PROMPT — Arrange all of the data below as a numbered list, leaving out any blank lines.

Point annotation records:
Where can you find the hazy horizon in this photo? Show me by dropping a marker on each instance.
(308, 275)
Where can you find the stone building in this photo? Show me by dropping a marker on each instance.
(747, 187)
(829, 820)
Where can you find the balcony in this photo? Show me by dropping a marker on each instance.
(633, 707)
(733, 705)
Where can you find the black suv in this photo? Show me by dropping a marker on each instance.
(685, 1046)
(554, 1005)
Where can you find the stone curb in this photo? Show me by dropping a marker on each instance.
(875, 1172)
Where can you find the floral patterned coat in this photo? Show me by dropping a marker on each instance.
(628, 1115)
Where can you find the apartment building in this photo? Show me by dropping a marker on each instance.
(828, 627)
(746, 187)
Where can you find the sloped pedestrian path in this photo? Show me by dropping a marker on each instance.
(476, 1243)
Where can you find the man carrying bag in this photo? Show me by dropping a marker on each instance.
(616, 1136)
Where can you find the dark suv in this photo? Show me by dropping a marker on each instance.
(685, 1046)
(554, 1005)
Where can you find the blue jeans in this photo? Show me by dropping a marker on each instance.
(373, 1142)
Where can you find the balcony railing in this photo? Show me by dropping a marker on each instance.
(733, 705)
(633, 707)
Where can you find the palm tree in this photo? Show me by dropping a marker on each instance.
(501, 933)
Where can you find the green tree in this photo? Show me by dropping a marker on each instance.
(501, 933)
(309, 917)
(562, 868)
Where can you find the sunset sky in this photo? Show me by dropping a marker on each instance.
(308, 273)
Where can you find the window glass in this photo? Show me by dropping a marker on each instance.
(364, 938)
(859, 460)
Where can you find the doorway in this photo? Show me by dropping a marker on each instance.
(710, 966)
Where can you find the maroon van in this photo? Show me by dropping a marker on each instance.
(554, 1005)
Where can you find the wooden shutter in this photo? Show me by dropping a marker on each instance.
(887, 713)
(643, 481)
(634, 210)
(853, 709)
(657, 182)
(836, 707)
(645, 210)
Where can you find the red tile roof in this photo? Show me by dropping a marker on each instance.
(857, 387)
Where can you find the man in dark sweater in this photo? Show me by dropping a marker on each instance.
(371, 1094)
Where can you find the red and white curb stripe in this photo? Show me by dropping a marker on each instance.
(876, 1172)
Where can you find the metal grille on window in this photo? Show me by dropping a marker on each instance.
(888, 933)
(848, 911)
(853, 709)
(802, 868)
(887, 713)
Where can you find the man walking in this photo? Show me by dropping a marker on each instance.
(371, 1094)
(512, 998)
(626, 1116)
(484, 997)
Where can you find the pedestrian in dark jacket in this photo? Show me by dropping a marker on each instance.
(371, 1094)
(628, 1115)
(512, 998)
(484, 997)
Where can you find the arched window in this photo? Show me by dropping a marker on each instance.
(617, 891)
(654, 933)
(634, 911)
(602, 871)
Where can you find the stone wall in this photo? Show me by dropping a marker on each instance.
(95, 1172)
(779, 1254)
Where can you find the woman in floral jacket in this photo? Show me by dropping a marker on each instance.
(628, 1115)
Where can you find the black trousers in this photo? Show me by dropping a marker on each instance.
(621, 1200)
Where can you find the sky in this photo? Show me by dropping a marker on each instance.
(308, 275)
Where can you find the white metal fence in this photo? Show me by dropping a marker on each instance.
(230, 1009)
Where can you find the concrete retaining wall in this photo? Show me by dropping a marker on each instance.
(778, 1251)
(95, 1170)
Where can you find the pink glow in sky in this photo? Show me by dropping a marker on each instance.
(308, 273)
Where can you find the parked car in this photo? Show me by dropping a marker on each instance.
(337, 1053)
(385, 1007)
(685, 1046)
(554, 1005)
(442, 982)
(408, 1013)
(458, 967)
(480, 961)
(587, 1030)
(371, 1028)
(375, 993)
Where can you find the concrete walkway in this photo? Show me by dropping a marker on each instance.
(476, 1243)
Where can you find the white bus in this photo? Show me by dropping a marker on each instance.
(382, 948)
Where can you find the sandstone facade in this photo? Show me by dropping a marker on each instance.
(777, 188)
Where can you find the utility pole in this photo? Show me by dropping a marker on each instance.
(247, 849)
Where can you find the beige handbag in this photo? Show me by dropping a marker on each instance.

FINAL RESULT —
1. Where can you find the hazy horizon in this photo? Show me by dropping a marker on each instance.
2. (308, 275)
3. Where can you find the stone building in this photo? Show me by dropping a marker on each instance.
4. (747, 187)
5. (829, 820)
6. Where can you find the balcony in this photo? Show me by dropping a marker on each instance.
7. (633, 707)
8. (733, 705)
9. Where can you find the black suv in this photo? Show me by dropping a marker on each instance.
10. (685, 1046)
11. (554, 1005)
12. Where can you find the stone curb in this photo? Show me by dropping a marker on each instance.
13. (875, 1172)
14. Where can you find the floral patterned coat in this photo? Show me by dropping a marker on each instance.
15. (628, 1115)
16. Where can you find the apartment building in this photo? Show me by dropping a marker on each instance.
17. (828, 627)
18. (746, 187)
19. Where can you find the sloped pedestrian path in this photo? Show me by dropping a marker on each instance.
20. (476, 1243)
21. Where can you find the man carrying bag in this photo? Show me by dropping a marker on each instance.
22. (616, 1136)
23. Where can you find the dark suv in this photo? Show me by dropping a marker on each instance.
24. (685, 1046)
25. (554, 1005)
26. Where can you find the blue jeans in this photo? Show me by dropping a marker on each instance.
27. (373, 1142)
28. Where can you find the balcony railing in this photo? Show me by dropping a marker on each instance.
29. (733, 705)
30. (633, 707)
31. Where can you find the palm tree in this photo? Show me by dropping a marker on each instance.
32. (501, 933)
33. Where can you find the green tree in this photo? Show me by dropping a marker on each instance.
34. (501, 933)
35. (309, 917)
36. (562, 868)
37. Where can you find the sunset sky in this photo? Show me by dropping a marker on each instance.
38. (308, 273)
39. Where can you find the window glass in this photo? Show me by dropping a marker on each instance.
40. (364, 938)
41. (859, 460)
42. Where can you find the doorway in this photo? Show me by dropping a marker on each instance.
43. (710, 966)
44. Where can you find the maroon van in this photo? Show me by dropping a marker on each instance.
45. (554, 1005)
46. Where can you find the wooden shutter in this photo? Show me by dropping a marker on each instance.
47. (887, 713)
48. (643, 481)
49. (634, 210)
50. (853, 709)
51. (657, 182)
52. (836, 707)
53. (645, 210)
54. Where can you find the red tile roof in this photo? Show me by dropping a marker on each instance.
55. (857, 387)
56. Where can you find the man in dark sweater in this photo? Show me by dropping a marker on each instance.
57. (371, 1094)
58. Where can you find the red and white curb stripe in this photo? Show me by dropping a marker on each instance.
59. (876, 1172)
60. Where can you find the metal grille on window in this photo? Show me by dropping a marker on each instance.
61. (888, 933)
62. (848, 911)
63. (853, 709)
64. (802, 868)
65. (887, 713)
66. Where can you find the man walking in this photo? Show me by dropping a marker on each instance.
67. (371, 1094)
68. (512, 998)
69. (626, 1116)
70. (484, 997)
71. Where can you find the pedestrian in dark jacket in this photo? Show me by dropping a marker on each instance.
72. (371, 1094)
73. (628, 1115)
74. (512, 998)
75. (484, 997)
76. Where can you find the arched window in this photo? Show me by dropping a marker on each instance.
77. (617, 891)
78. (654, 933)
79. (634, 911)
80. (602, 871)
81. Where can you find the stone wall in this photo? Show me by dropping a marker on each instance.
82. (95, 1172)
83. (779, 1254)
84. Where can you find the woman in floral jacket in this photo? Show me by dropping a marker on each instance.
85. (628, 1115)
86. Where can you find the black trousers in this photo? Show me by dropping a marker on each instance.
87. (621, 1200)
88. Where can you find the sky in this photo? Show me by dropping a marker on each instance.
89. (308, 275)
90. Where can you find the white metal fence in this photo? Show me by dropping a marker on each instance.
91. (230, 1009)
92. Where can you find the concrete retaining wall in this photo? Show me by dropping a marker on each instance.
93. (778, 1251)
94. (95, 1170)
95. Where can you find the pink glow in sky in this photo? Show me by dropping a marker on each instance.
96. (308, 273)
97. Where can you find the parked car in this photo? Show me by dropping a marker on each instance.
98. (337, 1053)
99. (385, 1007)
100. (685, 1046)
101. (554, 1005)
102. (442, 982)
103. (408, 1013)
104. (458, 967)
105. (480, 961)
106. (587, 1030)
107. (371, 1028)
108. (375, 993)
109. Where can you find the concrete walkway in this photo? Show me by dropping a marker on each instance.
110. (476, 1243)
111. Where can you find the white bus in this photo? Show me by dropping a marker on each instance.
112. (382, 948)
113. Where can you find the sandstone facade in this photo? Show me by dropping a marker on each instance.
114. (777, 188)
115. Where can you find the utility pole in this photo? Show me by dropping a marker on each instance.
116. (247, 849)
117. Where can you find the beige handbag in this photo? Show me by dropping a marker on each instance.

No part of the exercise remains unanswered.